_SET TASK_: Lay out every line of the items from the first one through the line containing "M 221 143 L" as a Markdown table with the columns No. and Text, numbering the rows and skipping blank lines.

_Segmentation dataset items_:
>> begin
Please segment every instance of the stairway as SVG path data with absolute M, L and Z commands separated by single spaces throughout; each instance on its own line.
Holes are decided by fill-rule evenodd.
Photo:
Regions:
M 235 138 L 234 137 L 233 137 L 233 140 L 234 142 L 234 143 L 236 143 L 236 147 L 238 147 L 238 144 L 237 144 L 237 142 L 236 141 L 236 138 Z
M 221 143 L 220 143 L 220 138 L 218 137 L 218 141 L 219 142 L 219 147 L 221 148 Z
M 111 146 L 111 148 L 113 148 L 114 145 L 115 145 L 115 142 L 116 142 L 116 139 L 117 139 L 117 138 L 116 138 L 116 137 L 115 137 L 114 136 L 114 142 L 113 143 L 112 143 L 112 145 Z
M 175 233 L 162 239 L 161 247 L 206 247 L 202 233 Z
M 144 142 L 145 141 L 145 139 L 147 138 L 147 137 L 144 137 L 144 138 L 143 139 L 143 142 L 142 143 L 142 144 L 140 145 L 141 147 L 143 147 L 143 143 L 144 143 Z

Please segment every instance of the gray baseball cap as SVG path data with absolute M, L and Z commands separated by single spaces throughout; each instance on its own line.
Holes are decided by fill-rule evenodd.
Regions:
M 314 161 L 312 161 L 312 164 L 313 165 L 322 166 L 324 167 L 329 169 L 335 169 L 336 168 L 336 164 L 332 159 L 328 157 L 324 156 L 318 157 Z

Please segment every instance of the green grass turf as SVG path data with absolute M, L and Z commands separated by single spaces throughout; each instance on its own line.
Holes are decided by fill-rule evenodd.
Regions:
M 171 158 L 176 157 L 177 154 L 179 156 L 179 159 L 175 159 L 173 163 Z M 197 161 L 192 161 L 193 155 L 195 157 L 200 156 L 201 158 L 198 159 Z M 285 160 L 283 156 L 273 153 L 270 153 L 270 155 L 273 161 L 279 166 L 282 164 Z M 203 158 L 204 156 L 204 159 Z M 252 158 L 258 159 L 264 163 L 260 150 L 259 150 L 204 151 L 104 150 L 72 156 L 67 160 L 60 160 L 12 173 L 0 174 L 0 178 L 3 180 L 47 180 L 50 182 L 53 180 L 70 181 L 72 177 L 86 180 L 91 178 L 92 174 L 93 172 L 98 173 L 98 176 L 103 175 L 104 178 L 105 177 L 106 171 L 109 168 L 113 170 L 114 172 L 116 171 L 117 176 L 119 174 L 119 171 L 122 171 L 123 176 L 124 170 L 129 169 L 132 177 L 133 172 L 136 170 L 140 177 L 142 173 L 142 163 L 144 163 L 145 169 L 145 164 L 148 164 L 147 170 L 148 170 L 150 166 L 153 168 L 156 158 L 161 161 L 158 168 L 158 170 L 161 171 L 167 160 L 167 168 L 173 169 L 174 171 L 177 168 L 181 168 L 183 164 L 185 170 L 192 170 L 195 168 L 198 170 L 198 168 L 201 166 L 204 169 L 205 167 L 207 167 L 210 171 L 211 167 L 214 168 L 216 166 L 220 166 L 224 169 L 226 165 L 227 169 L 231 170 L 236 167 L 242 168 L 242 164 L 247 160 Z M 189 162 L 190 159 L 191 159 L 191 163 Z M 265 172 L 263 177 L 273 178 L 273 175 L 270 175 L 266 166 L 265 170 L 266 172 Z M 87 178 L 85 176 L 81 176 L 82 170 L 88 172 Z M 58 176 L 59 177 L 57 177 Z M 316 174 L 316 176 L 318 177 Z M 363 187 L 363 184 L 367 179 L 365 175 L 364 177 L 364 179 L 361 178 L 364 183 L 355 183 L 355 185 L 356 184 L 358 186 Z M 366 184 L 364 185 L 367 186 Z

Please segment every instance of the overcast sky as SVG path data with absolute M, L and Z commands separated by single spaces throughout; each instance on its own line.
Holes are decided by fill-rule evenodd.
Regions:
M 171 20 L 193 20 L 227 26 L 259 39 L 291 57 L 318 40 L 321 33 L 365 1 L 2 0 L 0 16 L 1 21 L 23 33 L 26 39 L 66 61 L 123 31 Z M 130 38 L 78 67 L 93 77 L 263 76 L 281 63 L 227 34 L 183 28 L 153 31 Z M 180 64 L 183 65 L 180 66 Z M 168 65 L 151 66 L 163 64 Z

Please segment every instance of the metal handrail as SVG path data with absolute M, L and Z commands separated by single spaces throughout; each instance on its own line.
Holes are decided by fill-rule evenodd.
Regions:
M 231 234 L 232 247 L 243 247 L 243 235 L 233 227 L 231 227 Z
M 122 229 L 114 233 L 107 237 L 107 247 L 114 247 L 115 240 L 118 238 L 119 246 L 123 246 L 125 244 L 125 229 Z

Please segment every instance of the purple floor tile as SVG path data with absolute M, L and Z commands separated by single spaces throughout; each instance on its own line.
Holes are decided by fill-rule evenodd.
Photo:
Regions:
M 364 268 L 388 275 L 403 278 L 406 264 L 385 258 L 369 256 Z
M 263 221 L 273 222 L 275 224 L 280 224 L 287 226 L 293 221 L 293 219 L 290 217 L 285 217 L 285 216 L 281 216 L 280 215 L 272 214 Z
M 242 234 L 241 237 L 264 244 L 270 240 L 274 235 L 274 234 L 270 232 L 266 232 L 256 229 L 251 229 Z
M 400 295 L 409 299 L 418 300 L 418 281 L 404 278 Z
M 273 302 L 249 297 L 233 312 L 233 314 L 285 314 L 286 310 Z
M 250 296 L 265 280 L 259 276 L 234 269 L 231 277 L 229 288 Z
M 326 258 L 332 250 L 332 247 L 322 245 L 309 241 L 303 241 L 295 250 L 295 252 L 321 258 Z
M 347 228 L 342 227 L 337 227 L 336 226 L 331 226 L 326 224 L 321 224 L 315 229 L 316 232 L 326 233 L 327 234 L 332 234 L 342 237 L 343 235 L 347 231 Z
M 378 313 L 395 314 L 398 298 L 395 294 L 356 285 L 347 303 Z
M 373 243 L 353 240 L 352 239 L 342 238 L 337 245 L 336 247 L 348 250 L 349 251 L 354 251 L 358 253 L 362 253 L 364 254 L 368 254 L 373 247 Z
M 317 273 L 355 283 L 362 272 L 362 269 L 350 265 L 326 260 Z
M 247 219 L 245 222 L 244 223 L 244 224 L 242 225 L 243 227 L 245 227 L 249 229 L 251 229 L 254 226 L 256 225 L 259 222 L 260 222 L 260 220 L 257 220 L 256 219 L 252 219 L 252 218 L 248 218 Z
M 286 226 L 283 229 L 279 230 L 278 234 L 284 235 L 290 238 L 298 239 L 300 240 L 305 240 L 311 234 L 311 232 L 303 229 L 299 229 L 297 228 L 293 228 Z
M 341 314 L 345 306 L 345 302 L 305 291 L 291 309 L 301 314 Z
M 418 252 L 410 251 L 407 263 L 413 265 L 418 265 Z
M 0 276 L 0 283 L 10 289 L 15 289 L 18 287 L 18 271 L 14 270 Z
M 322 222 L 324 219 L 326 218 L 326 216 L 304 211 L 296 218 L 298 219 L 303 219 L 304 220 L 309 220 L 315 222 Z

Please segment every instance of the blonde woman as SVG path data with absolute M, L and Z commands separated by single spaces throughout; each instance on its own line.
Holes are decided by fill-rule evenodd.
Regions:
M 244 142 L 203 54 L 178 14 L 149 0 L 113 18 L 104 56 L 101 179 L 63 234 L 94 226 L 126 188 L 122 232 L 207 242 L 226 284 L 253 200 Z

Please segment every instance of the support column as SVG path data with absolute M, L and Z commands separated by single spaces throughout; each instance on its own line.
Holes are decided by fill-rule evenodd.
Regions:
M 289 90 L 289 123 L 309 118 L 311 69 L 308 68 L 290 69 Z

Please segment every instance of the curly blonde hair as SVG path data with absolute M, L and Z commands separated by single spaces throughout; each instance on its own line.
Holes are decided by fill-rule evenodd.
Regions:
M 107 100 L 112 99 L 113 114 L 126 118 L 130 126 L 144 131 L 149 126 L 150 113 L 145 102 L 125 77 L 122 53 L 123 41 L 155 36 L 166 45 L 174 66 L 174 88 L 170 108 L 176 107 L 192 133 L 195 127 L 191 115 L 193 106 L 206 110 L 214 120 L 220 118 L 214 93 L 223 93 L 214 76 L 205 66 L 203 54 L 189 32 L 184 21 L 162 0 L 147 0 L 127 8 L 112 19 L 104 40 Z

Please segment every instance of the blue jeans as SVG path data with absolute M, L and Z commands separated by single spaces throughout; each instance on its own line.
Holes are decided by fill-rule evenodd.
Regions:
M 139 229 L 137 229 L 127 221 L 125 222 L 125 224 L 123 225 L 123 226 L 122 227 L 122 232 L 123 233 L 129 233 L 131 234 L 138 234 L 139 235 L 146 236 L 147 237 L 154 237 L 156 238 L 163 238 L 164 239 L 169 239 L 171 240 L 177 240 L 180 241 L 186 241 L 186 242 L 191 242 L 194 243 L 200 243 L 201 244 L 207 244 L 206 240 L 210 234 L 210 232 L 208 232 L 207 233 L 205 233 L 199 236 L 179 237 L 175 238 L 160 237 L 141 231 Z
>> end
_OUTPUT FOR THIS EXERCISE_:
| No. | Text |
|---|---|
| 1 | Please segment every instance of the stairway as SVG path data with absolute M, L and Z commands separated by single spaces throughout; each instance on its own line. |
| 2 | Holes are decided by fill-rule evenodd. |
| 3 | Photo: |
| 4 | Regions: |
| 5 | M 235 138 L 234 137 L 233 137 L 233 140 L 234 142 L 234 143 L 236 143 L 236 147 L 238 147 L 238 144 L 237 144 L 237 142 L 236 141 L 236 138 Z |
| 6 | M 221 143 L 220 143 L 220 138 L 218 137 L 218 141 L 219 142 L 219 147 L 221 148 Z |